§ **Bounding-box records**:
####

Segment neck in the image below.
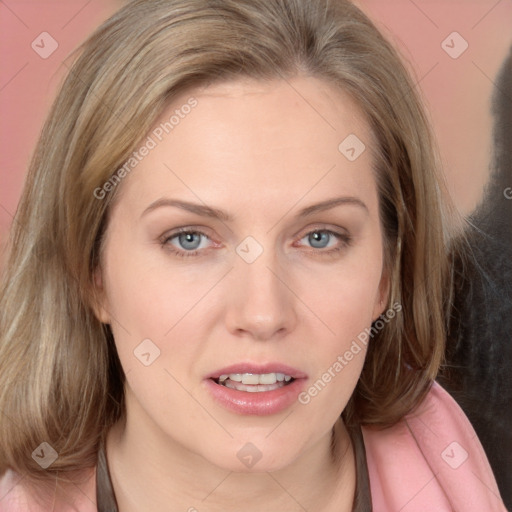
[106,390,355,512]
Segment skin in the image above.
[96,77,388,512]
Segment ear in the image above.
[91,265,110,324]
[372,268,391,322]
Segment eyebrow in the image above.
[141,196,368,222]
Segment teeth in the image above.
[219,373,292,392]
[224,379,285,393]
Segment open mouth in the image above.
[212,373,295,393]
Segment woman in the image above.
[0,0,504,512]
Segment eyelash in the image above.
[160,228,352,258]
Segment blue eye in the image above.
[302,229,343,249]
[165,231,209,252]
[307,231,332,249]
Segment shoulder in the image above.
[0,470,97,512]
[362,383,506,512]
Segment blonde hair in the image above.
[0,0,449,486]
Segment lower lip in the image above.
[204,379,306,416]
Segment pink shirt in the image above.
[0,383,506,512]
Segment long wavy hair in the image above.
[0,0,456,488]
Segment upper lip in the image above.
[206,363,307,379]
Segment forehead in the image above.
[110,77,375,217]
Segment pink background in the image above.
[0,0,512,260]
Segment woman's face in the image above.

####

§ **Task directions**: Count the lines in the records that contain the string "woman", and reply with the number alone.

§ **Response to this exercise**: 2